[Instructions for the task] Report each line of the material below that contains the string "point", copying every such line in full.

[Data supplied]
:::

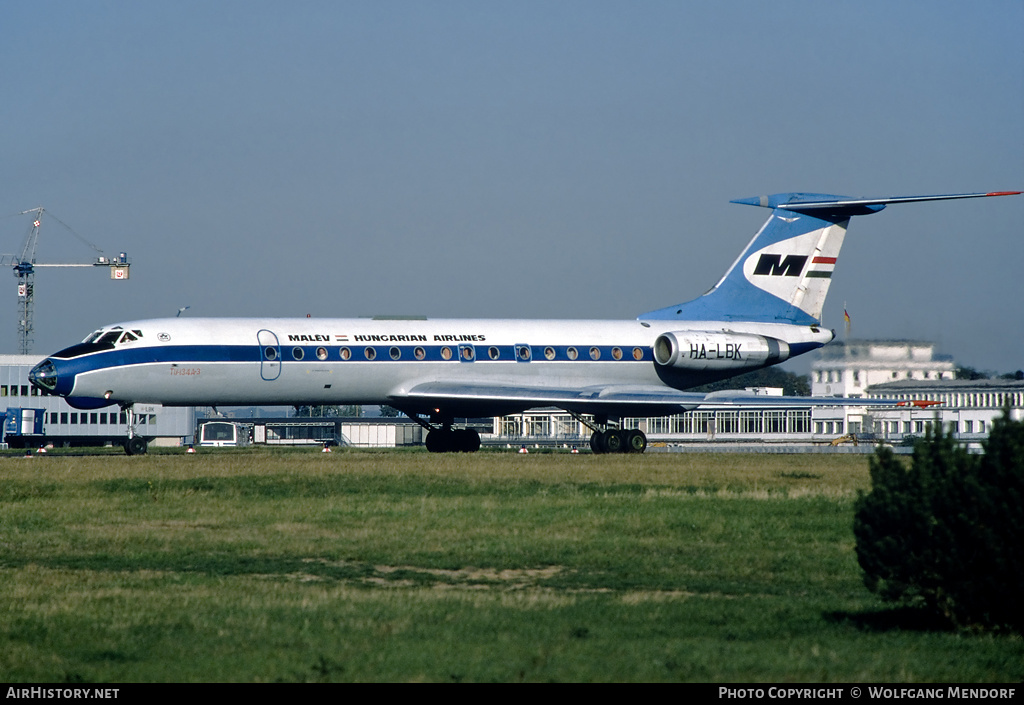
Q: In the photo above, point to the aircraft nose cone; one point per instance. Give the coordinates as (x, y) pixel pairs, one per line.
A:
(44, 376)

:::

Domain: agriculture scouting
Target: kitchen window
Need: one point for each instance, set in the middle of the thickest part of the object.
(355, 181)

:::

[Output below]
Q: In the photo above, point to the aircraft nose cone; one point per instance. Give the coordinates as (x, y) pixel pairs, one per line.
Need: one point for each instance, set in the middle of the thickest part of the object.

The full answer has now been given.